- LISTED ENTRIES
════════

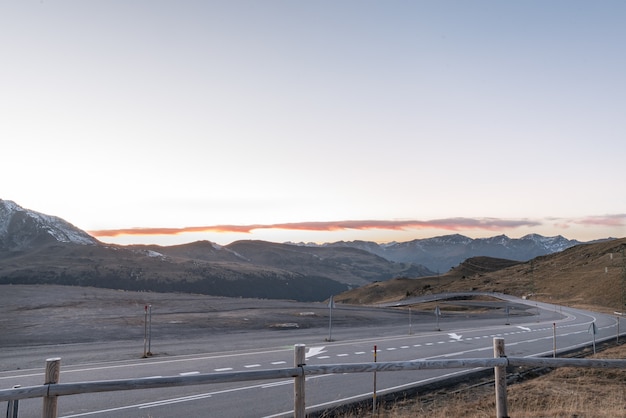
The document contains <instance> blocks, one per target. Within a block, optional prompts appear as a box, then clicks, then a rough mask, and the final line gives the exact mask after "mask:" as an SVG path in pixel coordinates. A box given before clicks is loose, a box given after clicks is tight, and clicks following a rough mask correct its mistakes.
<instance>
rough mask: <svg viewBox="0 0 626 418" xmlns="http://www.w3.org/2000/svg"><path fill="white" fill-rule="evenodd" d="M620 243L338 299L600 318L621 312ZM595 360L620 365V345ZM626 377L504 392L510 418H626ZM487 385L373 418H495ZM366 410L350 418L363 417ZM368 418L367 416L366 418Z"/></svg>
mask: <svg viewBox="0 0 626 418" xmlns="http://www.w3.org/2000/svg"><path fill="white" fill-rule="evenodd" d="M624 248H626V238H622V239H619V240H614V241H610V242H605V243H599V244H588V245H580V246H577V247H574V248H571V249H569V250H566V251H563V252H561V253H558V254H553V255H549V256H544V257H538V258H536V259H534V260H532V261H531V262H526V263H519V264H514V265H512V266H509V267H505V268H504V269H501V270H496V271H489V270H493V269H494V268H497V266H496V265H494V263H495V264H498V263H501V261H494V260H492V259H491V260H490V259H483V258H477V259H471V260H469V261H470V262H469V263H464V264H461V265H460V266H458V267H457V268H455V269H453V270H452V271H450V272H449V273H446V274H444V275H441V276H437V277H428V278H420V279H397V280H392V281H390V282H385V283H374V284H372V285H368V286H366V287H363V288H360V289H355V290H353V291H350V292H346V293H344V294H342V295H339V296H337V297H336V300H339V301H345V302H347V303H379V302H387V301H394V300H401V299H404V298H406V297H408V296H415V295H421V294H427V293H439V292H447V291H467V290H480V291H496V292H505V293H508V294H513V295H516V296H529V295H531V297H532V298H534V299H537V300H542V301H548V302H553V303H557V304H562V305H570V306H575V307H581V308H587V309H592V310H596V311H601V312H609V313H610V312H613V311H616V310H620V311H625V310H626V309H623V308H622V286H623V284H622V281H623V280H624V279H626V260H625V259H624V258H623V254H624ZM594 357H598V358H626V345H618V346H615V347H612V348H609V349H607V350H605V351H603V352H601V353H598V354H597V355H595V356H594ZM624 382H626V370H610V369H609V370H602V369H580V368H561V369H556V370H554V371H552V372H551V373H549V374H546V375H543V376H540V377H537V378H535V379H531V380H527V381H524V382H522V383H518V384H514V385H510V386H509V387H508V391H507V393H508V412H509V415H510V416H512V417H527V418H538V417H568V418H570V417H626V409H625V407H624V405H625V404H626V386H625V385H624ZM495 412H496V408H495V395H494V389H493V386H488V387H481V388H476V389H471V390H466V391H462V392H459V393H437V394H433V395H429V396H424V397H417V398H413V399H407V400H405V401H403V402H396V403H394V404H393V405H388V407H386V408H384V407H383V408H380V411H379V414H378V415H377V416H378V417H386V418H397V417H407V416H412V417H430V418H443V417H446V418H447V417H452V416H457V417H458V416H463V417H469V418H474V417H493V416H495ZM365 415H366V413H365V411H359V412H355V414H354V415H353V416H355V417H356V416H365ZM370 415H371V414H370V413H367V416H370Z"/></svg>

════════

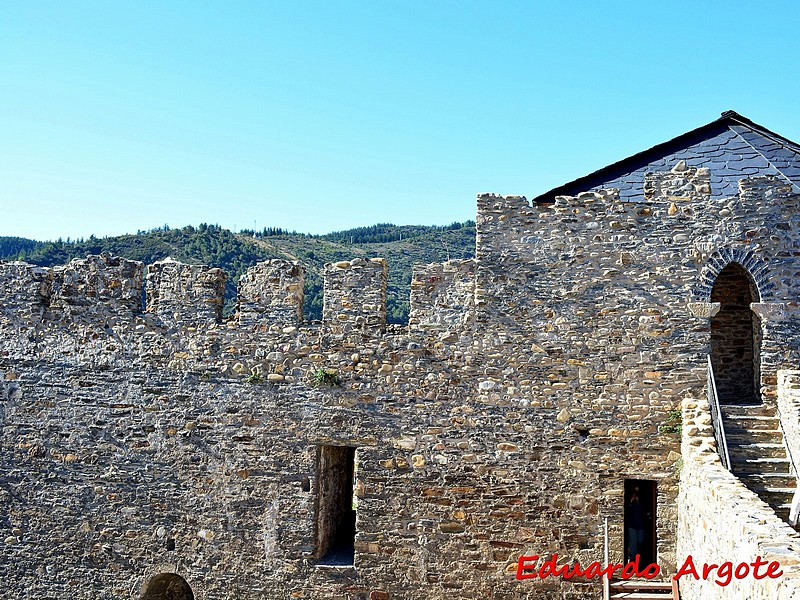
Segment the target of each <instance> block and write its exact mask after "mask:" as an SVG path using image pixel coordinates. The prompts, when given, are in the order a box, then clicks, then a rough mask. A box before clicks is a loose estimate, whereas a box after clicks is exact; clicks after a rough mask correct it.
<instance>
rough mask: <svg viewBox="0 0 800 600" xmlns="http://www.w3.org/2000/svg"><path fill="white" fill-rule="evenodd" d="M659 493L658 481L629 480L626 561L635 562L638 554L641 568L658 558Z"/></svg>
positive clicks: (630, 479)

════════

Starting with the line containing "Segment the target" and going on through the line containing "positive clicks: (630, 479)", give those lines of the material again with each "rough mask" swapped for "coarse mask" and all else unchanged.

Segment the target of each <instance> block and write its exact mask after "mask:" as an SVG path using image pixel coordinates. The prompts, when given, are in the order a box, then clicks, then a coarse mask. A box before clicks is a loose estimate, whereas a box after clicks is exact; clicks after a coarse mask correct it.
<instance>
coarse mask: <svg viewBox="0 0 800 600" xmlns="http://www.w3.org/2000/svg"><path fill="white" fill-rule="evenodd" d="M659 493L658 481L629 480L626 561L635 562L638 554L641 568L658 558Z"/></svg>
positive clicks: (630, 479)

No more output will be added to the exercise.